*Objective*.
Answer these questions from the sickle mower thread, one per line:
1. According to the retired gentleman, what is most likely the biggest issue with a bad cut?
2. What should be tight while adjusting?
3. About what share of the knife guards has the original poster replaced?

*Passage*.
# Ford 501 sickle mower



## triguy46 (Mar 24, 2009)

I would appreciate any comments you all might have, as I am very new to haying.

So I have this nice 501 and have put a new cutting bar on it and replaced the bent guide teeth. i've been told to bang on the tips with a hammer to adjust the clearance. Is that correct? Also, if I'm to be a-bangin' should the sickle be up or down?
thanks


----------



## erancher (Jul 29, 2008)

I'm writing a couple article about restoring certain sickle bar mowers but I am not an expert by any means but let me try my best to answer your question. First, keep in mind that the sickle bar cuts like any shear, you have to have contact the entire length of the edge of each blade. Without good contact, you will not get a good cut. Second, a retired gentleman once told me that the biggest issue with a bad cut, particularly after adjustment, is usually not the blades but is most likely the ledger plates. This is especially true with older cutters as owners often ignore the condition of these plates. You might want to check and/or replace the wear plates as well. One final thing; I have never been fortunate enough to have anyone with any experience at all, ever show me how to do this. I read, I listened, I failed and I learned.

If this were a manual, there would be a big warning right here about handling a sickle bar. As you move the bar, the sickle can shift unexpectantly and it cuts whatever is in its path. While cutting, I took down a one inch sapling in seconds...by accident! The sapling shook a few times them laid right down. Although it may go as quickly, a finger will not go as peacefully.

To adjust, you have to loosen the knife holders to take the pressure off the knives. The rock guards should be tight when adjusting. Tap (from my experience, this may not be the best word) the guard up or down to achieve good blade/ledger plate contact. Do not pound on the rock guard lip! Adjust all guards. When you are adjusting either the rock guards or the knife holders, do not have the knives directly on or below them. Try to position the point mid-distance between guards. As far as how you position the bar during adjustment, do it however is easiest for you but keep the knife position in mind. When working near the inner subsole (or shoe), I have my bar raised then I lower it as I work towards the outer shoe, with the bar supported by something besides me. After you have adjusted the rock guards, tighten the knife holder and adjust them to where there is pressure on the knives but not so much that it binds the sickle. It takes practice but don't worry, if you use the mower, you will get ample opportunities to do so.

I want to close by encouraging anyone with sickle bar experience to add to this or correct as needed. My main goal was to get an answer out here. As I said at the start, I am not an expert by any means.

If there are any questions about the terms used above, let me know.


----------



## triguy46 (Mar 24, 2009)

Thanks for the insightful reply. I reread the manual last night. Today I removed the the knife clips and adjusted (hit them) so they would hold cutter bar against the ledger plates and there was much, much improvement. I've replaced about 1/2 of the knife guards but will look at the ledger plates on the others.

I think your comment on safety is well made and has to be kept in the forefront. A friend, a state legislator here in OK, was killed last year in a mowing accident. Very sad.


----------

*Provided information*.
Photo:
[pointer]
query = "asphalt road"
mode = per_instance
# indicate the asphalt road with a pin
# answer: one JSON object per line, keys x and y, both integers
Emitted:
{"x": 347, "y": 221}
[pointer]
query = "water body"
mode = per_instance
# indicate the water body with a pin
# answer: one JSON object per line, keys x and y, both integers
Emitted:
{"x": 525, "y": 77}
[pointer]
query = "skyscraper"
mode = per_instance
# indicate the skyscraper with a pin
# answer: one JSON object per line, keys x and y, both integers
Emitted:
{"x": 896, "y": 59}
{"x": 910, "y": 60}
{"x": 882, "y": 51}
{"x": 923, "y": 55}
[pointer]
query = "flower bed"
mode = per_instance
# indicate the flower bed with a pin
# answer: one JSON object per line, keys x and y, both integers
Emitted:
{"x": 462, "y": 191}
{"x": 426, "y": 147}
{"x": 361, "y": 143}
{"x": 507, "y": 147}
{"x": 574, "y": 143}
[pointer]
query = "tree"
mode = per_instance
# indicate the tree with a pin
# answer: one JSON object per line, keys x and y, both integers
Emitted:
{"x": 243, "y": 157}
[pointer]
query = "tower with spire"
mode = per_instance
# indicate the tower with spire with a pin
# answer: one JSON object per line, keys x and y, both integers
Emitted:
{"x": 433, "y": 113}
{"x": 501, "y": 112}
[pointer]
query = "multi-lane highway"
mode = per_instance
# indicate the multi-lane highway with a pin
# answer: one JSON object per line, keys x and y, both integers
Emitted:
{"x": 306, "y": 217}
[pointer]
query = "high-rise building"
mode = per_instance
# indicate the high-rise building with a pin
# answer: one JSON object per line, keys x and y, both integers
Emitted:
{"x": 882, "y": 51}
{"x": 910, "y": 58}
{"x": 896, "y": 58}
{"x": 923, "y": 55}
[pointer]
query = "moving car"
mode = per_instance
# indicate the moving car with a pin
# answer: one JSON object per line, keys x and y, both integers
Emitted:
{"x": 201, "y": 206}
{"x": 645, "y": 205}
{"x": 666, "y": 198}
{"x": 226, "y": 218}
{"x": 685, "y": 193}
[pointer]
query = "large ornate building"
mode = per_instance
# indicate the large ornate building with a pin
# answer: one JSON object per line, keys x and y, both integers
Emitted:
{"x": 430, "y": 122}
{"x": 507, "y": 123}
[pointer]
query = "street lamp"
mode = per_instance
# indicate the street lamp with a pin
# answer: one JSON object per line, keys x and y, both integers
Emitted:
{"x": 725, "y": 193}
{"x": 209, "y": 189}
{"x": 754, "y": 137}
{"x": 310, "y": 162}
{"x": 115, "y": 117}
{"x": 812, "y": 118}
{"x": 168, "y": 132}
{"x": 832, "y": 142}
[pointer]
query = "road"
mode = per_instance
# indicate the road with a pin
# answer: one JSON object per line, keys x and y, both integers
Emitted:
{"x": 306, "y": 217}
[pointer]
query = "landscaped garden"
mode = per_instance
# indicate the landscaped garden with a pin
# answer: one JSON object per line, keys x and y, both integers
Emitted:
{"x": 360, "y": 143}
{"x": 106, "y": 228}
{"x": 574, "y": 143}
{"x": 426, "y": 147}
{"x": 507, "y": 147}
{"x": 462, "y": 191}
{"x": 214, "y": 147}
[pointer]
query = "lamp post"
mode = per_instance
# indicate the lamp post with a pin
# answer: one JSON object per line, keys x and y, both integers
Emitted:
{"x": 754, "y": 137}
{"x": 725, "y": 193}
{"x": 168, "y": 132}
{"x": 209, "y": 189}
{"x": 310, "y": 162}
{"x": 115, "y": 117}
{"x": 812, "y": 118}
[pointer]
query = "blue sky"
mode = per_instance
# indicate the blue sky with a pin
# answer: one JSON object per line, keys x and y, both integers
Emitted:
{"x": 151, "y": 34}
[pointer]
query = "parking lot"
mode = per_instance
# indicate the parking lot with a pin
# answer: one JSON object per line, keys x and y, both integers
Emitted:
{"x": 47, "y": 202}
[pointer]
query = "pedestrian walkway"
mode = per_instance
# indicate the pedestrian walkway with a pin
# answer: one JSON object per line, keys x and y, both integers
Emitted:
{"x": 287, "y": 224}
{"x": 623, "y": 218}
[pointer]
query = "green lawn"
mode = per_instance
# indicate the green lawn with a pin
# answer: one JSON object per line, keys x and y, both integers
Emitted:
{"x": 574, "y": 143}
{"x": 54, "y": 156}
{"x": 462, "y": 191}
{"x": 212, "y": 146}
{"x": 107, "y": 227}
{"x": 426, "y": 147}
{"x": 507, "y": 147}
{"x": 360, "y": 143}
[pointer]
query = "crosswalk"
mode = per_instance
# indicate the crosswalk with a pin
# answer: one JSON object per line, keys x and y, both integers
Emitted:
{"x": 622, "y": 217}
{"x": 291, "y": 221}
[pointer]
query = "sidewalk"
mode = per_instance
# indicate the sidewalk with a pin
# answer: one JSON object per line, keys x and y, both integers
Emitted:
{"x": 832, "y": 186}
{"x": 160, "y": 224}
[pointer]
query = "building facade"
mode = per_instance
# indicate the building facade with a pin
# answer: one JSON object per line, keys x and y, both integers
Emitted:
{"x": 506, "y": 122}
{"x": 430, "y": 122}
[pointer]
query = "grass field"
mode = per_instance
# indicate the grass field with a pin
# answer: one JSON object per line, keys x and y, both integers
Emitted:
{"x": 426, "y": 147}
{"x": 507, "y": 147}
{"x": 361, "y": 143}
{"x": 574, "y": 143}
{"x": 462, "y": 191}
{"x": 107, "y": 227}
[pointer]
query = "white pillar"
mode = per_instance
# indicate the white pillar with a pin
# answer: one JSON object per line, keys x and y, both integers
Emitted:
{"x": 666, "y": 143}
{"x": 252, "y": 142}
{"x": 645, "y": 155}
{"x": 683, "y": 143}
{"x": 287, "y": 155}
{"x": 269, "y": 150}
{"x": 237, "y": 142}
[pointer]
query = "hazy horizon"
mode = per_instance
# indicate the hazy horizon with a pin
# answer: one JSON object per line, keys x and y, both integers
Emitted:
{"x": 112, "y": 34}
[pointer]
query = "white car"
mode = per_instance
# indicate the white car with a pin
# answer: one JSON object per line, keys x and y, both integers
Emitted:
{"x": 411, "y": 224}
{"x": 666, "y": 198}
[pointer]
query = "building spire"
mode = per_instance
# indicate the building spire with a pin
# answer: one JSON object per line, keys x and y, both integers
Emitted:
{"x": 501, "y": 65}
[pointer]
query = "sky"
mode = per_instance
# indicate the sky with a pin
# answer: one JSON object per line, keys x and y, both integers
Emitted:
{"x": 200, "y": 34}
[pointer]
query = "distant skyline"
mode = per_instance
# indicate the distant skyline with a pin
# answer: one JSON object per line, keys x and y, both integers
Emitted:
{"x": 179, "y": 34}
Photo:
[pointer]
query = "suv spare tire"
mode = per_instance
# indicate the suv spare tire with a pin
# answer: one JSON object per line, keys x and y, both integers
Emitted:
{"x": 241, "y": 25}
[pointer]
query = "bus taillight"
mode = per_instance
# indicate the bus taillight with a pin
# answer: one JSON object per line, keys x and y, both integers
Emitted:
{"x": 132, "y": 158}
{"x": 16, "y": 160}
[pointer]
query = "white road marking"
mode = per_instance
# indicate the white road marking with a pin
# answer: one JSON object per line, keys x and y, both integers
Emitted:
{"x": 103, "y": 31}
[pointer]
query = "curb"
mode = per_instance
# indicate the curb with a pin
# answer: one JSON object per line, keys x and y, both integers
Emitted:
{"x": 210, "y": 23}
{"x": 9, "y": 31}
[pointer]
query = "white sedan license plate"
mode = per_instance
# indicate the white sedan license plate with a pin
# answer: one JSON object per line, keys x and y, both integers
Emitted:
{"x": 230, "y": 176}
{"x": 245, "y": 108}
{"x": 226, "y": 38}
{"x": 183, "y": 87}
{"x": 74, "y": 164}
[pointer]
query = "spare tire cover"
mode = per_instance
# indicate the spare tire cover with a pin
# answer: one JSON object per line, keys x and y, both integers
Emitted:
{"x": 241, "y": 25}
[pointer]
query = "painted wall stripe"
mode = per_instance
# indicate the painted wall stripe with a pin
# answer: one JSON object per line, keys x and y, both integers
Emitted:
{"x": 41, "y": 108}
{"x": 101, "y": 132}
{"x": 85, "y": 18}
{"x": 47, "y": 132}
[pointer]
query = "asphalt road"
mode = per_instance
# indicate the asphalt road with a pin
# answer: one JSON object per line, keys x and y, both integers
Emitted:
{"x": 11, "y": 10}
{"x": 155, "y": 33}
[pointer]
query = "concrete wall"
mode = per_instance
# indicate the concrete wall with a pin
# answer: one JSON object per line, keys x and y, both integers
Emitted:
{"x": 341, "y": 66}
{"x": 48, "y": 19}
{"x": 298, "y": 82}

*Answer to this problem*.
1. The ledger plates.
2. The rock guards.
3. About half.